(Excerpted passage Opens)
Sometimes I’m caught by surprise by new trends/concepts that aren’t so new to those in the know.
Take growth hacking, for example. I discovered the term in a chance observation of a little-used (yet) and apparently new section of an internet marketing forum.
The warriorforum.com moderator has provided quite a collection of FAQ data, which you can view yourself.
First, the definition (from Wikipedia)
Growth hacking is a marketing technique developed by technology startups which uses creativity, analytical thinking, and social metrics to sell products and gain exposure.It can be seen as part of the online marketing ecosystem, as in many cases Growth Hackers are simply good at using techniques such as search engine optimization, website analytics, content marketing and A/B testing which are already mainstream. Growth hackers focus on low-cost and innovative alternatives to traditional marketing, i.e., utilizing social media and viral marketing instead of buying advertising through more traditional media such as radio, newspaper, and television. Growth hacking is particularly important for startups, as it allows for a “lean” launch that focuses on “growth first, budgets second.” Facebook, Twitter, LinkedIn, AirBnB and Dropbox are all companies that use growth hacking techniques.
Ok, this sounds more appropriate to Internet business-start ups than the operation of well-established (or even startup) AEC businesses. However, I think we can still learn from the growth hacking concepts, as these combine the best practices of Internet Marketing with an extremely focused, analytical and measurement-strategic approach to lead gathering, conversion and business development.
One intriguing concept of growth hacking is the concept that the product itself can be a key part of the marketing concept. This obviously works more with internet services than with construction projects, but an example could be how the airbnb.com housing/apartment service initially created a model where it invited its properties to easily list themselves on Craigslist. The “hack” was that Craigslist didn’t approve this strategy — AirBnB created the software application, however, and the cross-posting certainly served the interests of the individuals to promote their listings, while it attracted new clients in droves to the service. (The concept wasn’t strictly out of Craigslist’s terms of service, but eventually Craigslist set things up to ban the application.)
(Excerpted passage Closes)
### Apply what you read
- a) Please reproduce the growth hacking text word for word, starting at "One intriguing concept" and ending after "ban the application.)".
- b) According to the growth hacking text, on which site did AirBnB initially invite its properties to list themselves?
(Data extract Opens)
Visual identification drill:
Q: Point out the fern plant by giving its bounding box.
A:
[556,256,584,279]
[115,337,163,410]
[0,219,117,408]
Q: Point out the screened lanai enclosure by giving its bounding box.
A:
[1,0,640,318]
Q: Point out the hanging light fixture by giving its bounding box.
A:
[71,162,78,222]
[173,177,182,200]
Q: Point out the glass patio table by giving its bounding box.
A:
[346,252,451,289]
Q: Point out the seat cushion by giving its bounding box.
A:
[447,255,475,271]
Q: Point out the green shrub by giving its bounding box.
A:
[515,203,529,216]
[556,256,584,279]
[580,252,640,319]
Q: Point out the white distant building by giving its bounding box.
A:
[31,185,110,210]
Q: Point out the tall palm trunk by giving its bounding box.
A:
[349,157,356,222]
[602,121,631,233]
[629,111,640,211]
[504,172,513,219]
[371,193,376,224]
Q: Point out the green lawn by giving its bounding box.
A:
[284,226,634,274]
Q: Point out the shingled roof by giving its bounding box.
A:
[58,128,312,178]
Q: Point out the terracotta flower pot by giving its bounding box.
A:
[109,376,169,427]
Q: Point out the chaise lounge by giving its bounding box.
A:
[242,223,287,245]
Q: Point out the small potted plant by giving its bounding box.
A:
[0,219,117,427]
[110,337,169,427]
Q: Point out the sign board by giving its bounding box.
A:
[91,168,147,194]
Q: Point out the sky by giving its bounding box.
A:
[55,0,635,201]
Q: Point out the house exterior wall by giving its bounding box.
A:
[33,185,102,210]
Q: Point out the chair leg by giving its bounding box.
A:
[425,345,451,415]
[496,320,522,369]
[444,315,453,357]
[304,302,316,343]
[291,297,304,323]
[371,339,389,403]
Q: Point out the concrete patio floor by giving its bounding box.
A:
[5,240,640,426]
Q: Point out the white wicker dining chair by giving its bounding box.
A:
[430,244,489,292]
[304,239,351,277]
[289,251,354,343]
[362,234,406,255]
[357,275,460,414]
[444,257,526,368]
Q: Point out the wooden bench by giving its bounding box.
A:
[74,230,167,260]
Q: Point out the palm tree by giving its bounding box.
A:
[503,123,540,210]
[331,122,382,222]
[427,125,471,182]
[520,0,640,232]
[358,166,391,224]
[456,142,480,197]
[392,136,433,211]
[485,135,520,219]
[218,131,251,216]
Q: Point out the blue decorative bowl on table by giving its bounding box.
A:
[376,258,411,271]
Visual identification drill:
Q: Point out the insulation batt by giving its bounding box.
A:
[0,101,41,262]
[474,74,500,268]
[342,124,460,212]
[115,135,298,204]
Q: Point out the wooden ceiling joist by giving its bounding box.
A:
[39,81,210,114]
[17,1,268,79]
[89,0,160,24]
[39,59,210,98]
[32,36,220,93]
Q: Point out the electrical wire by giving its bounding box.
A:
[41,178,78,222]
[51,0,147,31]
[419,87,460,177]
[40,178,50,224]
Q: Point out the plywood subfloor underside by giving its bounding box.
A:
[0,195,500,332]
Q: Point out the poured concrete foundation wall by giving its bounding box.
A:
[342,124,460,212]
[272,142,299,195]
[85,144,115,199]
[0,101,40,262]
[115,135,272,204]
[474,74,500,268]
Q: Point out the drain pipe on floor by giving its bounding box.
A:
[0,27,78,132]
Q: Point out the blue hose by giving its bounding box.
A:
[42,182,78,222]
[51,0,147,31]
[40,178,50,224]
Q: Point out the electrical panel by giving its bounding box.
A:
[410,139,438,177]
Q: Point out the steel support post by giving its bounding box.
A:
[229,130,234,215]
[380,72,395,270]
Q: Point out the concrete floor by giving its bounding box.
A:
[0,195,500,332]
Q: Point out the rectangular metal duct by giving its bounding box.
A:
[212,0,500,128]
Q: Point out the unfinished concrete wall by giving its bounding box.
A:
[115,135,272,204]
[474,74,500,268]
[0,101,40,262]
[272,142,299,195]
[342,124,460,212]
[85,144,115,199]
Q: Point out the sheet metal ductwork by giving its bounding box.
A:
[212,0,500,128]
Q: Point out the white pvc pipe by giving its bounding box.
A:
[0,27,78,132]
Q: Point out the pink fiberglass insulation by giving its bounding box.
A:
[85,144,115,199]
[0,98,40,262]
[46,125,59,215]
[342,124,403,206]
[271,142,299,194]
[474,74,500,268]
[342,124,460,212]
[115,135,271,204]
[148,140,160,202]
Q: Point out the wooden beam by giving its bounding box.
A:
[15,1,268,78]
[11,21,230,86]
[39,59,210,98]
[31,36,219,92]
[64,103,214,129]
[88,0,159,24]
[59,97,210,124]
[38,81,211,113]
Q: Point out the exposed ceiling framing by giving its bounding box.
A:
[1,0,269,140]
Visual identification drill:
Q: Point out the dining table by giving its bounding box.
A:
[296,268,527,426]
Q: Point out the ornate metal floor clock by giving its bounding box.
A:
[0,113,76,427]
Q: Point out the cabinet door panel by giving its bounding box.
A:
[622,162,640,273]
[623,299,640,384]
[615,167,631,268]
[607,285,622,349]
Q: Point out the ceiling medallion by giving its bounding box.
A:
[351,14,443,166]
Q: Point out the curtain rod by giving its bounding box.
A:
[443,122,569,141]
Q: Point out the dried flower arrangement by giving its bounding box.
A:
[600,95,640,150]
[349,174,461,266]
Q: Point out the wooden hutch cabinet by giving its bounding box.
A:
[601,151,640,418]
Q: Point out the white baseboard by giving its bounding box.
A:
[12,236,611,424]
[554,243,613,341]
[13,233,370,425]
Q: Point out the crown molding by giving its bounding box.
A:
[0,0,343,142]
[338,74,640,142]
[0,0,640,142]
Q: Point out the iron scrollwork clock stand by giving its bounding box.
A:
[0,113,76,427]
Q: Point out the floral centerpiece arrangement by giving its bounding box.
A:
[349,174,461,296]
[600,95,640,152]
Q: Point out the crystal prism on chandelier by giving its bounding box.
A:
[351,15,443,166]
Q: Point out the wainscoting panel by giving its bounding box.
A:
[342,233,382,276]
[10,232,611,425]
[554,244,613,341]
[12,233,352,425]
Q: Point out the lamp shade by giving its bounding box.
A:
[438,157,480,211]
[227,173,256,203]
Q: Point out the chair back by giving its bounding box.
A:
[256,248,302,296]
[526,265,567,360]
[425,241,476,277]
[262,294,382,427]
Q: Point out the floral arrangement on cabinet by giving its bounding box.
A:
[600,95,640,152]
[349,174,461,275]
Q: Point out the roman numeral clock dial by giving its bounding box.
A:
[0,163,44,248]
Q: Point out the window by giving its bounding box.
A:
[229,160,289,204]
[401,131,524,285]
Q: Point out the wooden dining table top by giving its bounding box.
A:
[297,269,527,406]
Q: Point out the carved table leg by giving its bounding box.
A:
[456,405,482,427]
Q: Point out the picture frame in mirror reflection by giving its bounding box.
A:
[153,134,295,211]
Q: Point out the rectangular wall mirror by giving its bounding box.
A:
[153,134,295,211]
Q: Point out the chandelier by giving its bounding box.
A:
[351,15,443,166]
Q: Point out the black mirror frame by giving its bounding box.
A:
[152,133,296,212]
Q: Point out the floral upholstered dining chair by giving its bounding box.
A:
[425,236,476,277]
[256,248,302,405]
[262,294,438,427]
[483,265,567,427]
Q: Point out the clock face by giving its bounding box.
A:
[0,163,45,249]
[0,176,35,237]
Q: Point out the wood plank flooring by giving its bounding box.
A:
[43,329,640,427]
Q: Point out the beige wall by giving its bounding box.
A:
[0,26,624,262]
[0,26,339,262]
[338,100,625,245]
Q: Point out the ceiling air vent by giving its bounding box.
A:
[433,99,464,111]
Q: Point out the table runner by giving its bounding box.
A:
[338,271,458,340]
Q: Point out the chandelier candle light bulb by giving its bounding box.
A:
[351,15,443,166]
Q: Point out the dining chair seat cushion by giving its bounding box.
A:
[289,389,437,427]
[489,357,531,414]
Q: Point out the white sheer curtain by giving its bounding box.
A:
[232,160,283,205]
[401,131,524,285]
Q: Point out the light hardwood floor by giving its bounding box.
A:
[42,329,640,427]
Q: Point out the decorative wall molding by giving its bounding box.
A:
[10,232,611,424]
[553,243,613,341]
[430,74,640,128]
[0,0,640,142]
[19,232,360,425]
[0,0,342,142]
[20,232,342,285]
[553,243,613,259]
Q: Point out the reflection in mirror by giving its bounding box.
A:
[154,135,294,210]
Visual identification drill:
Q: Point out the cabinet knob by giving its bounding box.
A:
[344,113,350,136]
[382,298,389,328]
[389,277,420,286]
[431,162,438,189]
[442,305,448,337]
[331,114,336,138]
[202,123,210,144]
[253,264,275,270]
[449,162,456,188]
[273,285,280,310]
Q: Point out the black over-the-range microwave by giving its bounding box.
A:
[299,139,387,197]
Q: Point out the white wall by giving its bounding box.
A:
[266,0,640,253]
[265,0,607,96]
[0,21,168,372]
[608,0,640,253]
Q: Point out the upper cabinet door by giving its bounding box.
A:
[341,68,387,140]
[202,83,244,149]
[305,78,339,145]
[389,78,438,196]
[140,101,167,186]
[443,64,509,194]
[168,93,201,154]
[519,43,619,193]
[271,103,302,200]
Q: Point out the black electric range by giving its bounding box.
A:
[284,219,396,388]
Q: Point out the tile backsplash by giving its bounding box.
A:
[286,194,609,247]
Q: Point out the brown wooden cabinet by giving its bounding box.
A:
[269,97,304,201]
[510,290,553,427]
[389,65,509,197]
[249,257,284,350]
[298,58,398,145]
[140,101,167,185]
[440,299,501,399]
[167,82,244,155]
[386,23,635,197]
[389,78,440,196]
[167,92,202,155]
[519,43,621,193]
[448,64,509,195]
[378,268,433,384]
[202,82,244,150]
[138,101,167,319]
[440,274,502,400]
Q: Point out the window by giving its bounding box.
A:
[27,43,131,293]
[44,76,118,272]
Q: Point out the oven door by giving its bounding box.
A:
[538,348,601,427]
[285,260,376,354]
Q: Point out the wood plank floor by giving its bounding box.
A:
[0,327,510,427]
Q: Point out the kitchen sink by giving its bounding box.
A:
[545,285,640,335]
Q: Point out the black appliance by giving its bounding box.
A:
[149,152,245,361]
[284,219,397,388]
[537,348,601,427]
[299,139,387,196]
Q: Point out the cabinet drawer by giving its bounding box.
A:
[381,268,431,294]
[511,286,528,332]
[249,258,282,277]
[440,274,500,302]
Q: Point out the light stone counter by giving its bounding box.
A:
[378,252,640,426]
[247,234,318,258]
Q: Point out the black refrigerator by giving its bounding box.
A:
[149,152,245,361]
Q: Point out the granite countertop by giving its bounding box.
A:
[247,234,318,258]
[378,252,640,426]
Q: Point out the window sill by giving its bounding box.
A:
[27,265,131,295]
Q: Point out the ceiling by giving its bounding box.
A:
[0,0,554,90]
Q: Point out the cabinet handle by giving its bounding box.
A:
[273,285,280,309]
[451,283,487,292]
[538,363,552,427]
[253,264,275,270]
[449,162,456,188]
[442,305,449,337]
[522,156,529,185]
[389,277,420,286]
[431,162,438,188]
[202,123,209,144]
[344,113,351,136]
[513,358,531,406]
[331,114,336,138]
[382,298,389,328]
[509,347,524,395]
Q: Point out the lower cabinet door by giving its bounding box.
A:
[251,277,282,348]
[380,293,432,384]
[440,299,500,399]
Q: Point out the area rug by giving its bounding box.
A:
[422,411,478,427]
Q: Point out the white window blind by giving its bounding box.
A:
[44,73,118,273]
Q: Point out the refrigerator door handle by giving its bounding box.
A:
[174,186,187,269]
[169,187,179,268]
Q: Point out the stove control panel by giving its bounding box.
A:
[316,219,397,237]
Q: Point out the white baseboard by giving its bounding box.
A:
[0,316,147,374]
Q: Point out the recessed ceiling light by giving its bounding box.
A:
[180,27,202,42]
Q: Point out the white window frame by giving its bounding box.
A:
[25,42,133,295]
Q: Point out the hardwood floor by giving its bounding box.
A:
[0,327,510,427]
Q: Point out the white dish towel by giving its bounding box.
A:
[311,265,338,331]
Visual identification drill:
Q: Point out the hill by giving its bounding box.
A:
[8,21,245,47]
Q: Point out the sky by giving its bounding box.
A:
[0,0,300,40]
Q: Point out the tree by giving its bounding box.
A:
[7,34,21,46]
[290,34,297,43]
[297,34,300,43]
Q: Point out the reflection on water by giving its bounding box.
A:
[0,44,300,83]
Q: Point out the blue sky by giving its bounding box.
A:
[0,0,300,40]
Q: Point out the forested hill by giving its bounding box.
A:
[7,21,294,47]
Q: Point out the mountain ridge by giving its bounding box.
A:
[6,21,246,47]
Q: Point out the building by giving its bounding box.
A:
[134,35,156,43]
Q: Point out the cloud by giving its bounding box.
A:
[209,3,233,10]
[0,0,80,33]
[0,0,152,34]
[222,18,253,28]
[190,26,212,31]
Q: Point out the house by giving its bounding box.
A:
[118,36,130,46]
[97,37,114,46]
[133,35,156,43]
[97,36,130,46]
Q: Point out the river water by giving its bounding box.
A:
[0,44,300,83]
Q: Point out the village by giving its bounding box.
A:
(Data extract Closes)
### Responses per task
- a)
One intriguing concept of growth hacking is the concept that the product itself can be a key part of the marketing concept. This obviously works more with internet services than with construction projects, but an example could be how the airbnb.com housing/apartment service initially created a model where it invited its properties to easily list themselves on Craigslist. The “hack” was that Craigslist didn’t approve this strategy — AirBnB created the software application, however, and the cross-posting certainly served the interests of the individuals to promote their listings, while it attracted new clients in droves to the service. (The concept wasn’t strictly out of Craigslist’s terms of service, but eventually Craigslist set things up to ban the application.)

- b) Craigslist